Records from a collection

◇ ◇ ◇ ◇ ◇

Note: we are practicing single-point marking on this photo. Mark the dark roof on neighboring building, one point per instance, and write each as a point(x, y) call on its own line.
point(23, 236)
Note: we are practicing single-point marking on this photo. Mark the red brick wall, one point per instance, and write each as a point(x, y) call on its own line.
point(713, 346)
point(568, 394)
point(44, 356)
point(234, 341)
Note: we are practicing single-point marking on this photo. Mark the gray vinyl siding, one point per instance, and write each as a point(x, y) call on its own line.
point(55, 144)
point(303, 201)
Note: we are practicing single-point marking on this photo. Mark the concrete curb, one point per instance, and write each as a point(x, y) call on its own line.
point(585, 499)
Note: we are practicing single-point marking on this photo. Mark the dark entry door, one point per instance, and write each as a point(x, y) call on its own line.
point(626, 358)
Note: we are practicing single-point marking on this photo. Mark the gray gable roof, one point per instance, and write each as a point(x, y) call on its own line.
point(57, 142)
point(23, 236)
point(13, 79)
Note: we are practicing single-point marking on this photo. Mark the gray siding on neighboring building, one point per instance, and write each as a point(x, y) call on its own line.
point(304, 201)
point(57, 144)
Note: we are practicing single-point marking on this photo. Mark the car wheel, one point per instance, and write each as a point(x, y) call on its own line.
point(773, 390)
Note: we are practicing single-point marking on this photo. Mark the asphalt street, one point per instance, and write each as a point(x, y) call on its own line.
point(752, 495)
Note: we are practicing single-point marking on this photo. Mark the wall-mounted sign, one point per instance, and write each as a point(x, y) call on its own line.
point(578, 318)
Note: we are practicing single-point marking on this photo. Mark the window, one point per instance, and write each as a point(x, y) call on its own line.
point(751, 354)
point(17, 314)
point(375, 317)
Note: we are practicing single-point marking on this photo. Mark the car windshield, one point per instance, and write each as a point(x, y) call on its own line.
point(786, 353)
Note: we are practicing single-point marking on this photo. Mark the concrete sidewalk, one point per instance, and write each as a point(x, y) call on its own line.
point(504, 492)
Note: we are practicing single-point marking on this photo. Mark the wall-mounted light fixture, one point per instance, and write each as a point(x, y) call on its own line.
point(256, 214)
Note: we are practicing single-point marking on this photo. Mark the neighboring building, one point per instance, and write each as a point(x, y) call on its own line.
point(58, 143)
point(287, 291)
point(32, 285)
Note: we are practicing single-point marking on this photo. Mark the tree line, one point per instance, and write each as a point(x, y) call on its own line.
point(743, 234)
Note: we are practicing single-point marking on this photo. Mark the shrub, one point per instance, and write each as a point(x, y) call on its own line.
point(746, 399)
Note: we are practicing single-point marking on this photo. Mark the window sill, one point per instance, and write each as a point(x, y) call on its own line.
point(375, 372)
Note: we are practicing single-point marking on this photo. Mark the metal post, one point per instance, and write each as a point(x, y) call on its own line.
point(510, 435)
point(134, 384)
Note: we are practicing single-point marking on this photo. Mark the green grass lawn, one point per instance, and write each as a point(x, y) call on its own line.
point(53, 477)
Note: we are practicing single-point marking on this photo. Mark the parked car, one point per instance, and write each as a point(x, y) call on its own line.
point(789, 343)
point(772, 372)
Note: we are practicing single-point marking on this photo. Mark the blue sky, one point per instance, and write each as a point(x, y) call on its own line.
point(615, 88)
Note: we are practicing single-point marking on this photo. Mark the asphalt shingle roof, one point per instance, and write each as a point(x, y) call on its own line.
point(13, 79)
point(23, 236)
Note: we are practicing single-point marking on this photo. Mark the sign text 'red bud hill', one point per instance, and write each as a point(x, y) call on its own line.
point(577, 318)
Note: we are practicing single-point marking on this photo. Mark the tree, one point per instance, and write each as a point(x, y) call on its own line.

◇ ◇ ◇ ◇ ◇

* Exercise details
Reproduce the records starting at the beginning and ending at the line that contains "point(303, 201)", changing "red brick wall" to "brick facade" and leaving everything else unaltered.

* Exercise solution
Note: we are practicing single-point marking on this photo. Mark the dark roof on neighboring building, one point per instance, and write each as a point(x, y) call on its own line.
point(23, 236)
Note: we are practicing single-point marking on this photo. Mark the brick facade, one point per instance, and write each as a point(x, y) call on its own line.
point(713, 346)
point(568, 394)
point(44, 356)
point(234, 341)
Note: we are practicing single-point marking on this photo. Mark the gray vinyl siding, one point per instance, and write each as a point(x, y) call on its own line.
point(55, 144)
point(303, 201)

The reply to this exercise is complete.